The Resistor Cube Problem  RF Cafe Forums

Kirt Blattenberger 
Post subject: The Resistor Cube Problem
Posted: Sun Jun 13, 2010 1:32 pm


Joined: Sun Aug 03, 2003 2:02 pm
Posts: 308 Location: Erie, PA 
Greetings: Most of us have run into the
Resistor Cube problem where it is required to
determine the equivalent resistance between
opposing corners. In this month's edition of
" Kirt's
Cogitations," I show the traditional
solution, as well as my own solution which I
believe is easier and more intuitive. A circuit
simulator proof of the solution is also presented.
This often shows up in job interviews, so
it's good to know. Anybody have a better
solution?
_________________  Kirt Blattenberger
RF Cafe Progenitor & Webmaster





hkroeze 
Post subject: Re: The Resistor Cube Problem
Posted: Wed Jun 16, 2010 9:36 am


Joined: Wed Jun 16, 2010 9:12 am
Posts: 1 
Hi Kirt, Good point to revisit the old resistor
cube network. Your appoach shows that there
are more ways to tackle a problem. However,
I think that your method is not essentially
different than the classic one. The classic
method uses the equal voltage at several nodes,
your method uses the equal currents in several
branches. Both methods are right, because the
network is symmetrical.

=== ENTRIES SHOWN ===
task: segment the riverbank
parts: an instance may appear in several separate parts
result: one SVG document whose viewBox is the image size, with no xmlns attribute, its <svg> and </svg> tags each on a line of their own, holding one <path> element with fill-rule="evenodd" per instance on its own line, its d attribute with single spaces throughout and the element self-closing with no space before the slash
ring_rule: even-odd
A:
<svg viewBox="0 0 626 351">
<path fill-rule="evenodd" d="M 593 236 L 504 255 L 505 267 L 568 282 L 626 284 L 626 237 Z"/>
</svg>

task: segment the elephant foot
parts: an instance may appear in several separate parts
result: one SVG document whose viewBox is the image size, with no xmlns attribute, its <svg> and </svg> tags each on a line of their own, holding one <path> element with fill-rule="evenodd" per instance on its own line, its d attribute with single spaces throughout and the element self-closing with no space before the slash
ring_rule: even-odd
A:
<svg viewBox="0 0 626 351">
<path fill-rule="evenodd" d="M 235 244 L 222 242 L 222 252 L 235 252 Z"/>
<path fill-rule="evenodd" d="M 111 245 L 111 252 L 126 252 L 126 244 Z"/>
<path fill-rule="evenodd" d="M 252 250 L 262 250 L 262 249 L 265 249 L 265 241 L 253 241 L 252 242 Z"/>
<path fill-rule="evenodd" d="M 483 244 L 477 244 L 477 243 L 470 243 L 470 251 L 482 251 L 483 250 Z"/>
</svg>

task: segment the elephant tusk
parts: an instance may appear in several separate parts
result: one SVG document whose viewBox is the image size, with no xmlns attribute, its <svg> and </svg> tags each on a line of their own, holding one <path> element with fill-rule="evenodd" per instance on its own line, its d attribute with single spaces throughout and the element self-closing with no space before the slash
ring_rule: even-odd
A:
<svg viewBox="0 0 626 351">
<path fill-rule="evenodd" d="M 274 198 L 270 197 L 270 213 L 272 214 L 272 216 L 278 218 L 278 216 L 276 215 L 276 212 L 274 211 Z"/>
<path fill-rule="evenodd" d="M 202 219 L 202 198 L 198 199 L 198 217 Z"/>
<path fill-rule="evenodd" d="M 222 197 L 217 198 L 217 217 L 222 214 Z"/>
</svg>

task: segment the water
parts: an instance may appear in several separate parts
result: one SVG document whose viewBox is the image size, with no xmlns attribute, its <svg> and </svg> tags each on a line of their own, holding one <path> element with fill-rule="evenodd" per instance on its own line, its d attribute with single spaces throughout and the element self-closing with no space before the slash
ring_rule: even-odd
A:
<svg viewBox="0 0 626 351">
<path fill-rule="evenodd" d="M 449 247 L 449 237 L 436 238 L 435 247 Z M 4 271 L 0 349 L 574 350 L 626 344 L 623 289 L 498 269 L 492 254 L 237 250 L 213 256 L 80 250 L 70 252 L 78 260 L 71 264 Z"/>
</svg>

=== GOAL OF THE EXERCISE ===
Answer these questions using the resistor cube thread.
(a) What location does Kirt Blattenberger's profile list?
(b) What kind of proof of the solution does the first post say is presented?
(c) According to hkroeze, what does the classic method rely on?

=== TASK RESPONSE ===
(a) Erie, PA
(b) A circuit simulator proof
(c) The equal voltage at several nodes